* begin Document segment *
It would sit in the Saturday night BBC1 schedule bumper-to-bumper with Jim’ll Fix It. The less said about that, the better.
But with its latest all-singing, all-dancing current version apparently hanging in the balance (Doctor Who that is, not any ill-advised revival of Jim’ll Fix It), I will not shed a solitary tear should it fall off our schedules. Not, however, for the reasons you may suspect.
Tom Baker, with his big hat, big hair, big scarf and big voice was my introduction to the Time Lord and remains, a bit like Sean Connery as 007, my favourite rendition of the character.
I used to see Tom Baker occasionally board the Ashford to Tonbridge train when I was a college student. He never had K9 with him (or that big scarf, come to that). But it was nice to see him rejecting the Tardis in preference for public transport.
But as I got a bit older, it seemed to get sillier and sillier. Frankly, when Tom’s Doctor morphed into Tristan (Peter Davison) from All Creatures Great and Small my interest was beginning to wane. How could a Yorkshire vet with a penchant for the ladies tackle the Daleks? I’d long since switched off by the time Sylvester McCoy had bounded into the role.
But I gave it another chance when it returned 20 years ago with the likes of Christopher Eccleston and David Tennant. And enjoyed it. For a bit. But then it stopped being a fun watch.
No, I’m not one of these folk who are going to hound it for becoming too ‘woke’ (a silly word deployed to dismiss any incorporation of our changing world for the most part), but that it became just too damn complicated.
Once upon a time, to enjoy it, you just needed to watch a self-contained episode, wonder at the Doctor’s sonic screwdriver (snigger) and be amazed at how the Doctor avoided near certain calamity.
Now it’s gone the way of all science-fiction. To fully appreciate and understand it you need to be a die-hard fan; remember storylines from the past; watch the spin-off shows. In short, you have to invest time and energy into the thing.
Life is, for the vast majority of us too short. It’s a bit like Star Wars; once a nice and simple three-film saga, now a sprawling mess of various shows you need to be fully committed to – and, most importantly, still care about. I don’t.
So if the axe is due to fall on Doctor Who, then so be it. The viewing figures suggest there will be no outcry.
It has had its day again and I suggest a trip around the outer reaches of the galaxy for another decade or so to allow its makers to remember what once made it so popular and less pandering to the obsessives.
* end Document segment *
* begin Dataset records *
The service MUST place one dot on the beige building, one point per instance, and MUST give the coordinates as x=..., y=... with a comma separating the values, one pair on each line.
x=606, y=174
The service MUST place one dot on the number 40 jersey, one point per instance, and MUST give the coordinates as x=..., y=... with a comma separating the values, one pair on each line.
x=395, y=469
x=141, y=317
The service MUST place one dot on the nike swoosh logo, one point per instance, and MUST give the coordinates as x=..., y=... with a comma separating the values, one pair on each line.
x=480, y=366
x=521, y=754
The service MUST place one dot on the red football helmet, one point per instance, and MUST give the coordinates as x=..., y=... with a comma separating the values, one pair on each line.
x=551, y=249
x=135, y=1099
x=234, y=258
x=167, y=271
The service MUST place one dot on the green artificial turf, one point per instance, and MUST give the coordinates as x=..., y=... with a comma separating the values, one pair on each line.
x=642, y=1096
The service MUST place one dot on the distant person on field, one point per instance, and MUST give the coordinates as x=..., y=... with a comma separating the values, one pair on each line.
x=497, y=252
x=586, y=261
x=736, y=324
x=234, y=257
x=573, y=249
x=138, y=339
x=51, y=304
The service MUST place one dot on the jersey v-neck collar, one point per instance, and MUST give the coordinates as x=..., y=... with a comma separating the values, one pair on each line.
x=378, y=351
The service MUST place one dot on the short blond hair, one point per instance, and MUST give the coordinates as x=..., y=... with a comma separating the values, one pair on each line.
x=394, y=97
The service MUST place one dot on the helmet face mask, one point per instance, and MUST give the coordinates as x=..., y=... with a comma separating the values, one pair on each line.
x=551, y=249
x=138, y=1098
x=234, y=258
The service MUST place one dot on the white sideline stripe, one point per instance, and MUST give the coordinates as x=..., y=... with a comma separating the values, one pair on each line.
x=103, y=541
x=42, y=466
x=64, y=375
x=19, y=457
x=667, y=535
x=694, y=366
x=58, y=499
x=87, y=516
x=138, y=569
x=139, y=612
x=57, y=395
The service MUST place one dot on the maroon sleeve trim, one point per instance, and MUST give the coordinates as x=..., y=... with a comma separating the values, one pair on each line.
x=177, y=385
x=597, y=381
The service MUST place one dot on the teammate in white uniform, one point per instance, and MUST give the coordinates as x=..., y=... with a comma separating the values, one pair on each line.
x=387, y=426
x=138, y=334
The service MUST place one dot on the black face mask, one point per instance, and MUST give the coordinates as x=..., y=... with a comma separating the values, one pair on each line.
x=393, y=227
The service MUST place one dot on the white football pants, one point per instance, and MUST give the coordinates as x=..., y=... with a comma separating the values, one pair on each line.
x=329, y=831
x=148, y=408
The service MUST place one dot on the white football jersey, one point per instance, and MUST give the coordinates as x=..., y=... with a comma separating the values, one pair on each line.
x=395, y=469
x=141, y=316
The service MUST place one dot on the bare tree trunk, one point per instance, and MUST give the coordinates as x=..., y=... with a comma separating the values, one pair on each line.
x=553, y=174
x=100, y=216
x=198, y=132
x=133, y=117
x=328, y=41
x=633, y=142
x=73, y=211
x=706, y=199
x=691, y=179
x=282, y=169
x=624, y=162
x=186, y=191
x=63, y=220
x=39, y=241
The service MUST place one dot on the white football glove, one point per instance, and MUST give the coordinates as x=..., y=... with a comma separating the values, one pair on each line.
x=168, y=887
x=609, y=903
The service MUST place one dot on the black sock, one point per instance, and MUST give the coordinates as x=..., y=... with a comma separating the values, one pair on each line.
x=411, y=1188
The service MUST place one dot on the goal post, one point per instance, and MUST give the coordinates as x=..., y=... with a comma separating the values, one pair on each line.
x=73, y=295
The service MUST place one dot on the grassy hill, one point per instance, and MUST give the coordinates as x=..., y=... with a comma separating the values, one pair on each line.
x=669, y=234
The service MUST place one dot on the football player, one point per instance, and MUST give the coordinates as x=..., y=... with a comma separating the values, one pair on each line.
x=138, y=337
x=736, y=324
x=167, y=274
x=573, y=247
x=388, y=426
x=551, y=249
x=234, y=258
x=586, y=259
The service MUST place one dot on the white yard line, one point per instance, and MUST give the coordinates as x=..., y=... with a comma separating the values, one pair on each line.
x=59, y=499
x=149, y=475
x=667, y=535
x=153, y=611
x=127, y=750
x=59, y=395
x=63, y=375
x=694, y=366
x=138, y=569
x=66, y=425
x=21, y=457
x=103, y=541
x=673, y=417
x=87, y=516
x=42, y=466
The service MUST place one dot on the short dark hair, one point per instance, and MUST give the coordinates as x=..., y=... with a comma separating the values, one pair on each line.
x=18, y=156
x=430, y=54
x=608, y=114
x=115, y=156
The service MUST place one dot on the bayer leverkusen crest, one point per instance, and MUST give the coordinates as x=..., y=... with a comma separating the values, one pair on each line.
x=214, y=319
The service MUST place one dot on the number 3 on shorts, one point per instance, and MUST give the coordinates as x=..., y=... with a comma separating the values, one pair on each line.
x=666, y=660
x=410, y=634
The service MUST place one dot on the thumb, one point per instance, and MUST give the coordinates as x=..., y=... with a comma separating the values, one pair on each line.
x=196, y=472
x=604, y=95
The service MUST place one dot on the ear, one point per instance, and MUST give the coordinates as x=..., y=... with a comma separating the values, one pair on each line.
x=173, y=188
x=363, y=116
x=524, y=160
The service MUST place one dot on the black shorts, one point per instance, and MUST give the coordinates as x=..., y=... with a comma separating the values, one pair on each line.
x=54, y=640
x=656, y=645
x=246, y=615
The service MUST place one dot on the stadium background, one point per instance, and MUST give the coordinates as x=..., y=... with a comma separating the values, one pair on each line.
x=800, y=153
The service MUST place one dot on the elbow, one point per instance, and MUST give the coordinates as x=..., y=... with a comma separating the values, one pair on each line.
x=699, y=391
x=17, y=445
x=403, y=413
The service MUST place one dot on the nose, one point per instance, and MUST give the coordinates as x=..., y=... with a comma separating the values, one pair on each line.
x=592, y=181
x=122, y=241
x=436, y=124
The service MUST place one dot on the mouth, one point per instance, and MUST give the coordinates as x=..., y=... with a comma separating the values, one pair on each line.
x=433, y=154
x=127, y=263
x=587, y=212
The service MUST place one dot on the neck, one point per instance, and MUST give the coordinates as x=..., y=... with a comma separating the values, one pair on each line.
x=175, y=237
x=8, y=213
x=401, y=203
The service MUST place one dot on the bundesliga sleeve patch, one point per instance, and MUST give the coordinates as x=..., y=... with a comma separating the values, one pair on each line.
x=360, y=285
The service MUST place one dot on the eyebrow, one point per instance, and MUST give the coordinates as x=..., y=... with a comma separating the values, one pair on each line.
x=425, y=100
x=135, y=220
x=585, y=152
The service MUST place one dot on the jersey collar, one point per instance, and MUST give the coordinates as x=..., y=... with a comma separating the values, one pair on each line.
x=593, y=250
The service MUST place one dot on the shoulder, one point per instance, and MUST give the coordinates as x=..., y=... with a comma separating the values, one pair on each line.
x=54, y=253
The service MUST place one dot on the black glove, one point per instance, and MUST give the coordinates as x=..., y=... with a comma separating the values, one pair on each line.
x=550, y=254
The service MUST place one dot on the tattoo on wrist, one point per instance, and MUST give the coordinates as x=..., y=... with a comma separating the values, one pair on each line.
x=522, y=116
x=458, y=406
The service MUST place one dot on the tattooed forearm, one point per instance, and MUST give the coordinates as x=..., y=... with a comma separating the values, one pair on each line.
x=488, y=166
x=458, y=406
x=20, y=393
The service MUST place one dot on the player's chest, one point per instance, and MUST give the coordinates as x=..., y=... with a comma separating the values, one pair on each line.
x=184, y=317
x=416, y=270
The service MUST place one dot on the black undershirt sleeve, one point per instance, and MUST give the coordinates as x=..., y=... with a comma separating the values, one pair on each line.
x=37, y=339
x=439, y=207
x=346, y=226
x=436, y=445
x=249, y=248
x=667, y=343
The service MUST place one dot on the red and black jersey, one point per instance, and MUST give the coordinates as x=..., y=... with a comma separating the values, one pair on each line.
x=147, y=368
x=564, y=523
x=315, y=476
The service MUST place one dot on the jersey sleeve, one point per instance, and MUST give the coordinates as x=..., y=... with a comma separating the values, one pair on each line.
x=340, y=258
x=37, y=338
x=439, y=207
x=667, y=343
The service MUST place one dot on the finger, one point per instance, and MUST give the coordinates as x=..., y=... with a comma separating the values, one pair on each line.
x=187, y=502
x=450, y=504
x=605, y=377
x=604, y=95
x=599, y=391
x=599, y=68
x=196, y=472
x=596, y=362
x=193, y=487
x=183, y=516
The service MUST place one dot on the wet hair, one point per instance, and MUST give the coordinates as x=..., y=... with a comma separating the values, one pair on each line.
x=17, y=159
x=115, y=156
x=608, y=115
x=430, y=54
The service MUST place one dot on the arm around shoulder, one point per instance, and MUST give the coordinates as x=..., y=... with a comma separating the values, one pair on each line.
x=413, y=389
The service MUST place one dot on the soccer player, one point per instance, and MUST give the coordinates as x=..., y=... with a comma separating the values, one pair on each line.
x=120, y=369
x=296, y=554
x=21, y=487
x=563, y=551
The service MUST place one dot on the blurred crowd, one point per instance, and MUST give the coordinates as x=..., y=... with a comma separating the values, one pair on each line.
* end Dataset records *
Duplicate everything in the Doctor Who column above from "I used to see" down to "for public transport.".

▸ **Task result**:
I used to see Tom Baker occasionally board the Ashford to Tonbridge train when I was a college student. He never had K9 with him (or that big scarf, come to that). But it was nice to see him rejecting the Tardis in preference for public transport.